### EXCERPTED RECORDS
────────────────────────────────────────

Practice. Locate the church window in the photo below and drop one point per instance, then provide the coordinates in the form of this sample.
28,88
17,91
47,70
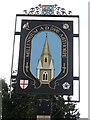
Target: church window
45,75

────────────────────────────────────────

### YOUR TASK
Each entry, word for word, belongs in your answer; each picture does not.

### FINISHED EXERCISE
Practice. Locate the church window in the photo below and drop one point per instance, then provide the coordinates in the form of this sample.
28,88
17,91
47,70
Target: church window
45,75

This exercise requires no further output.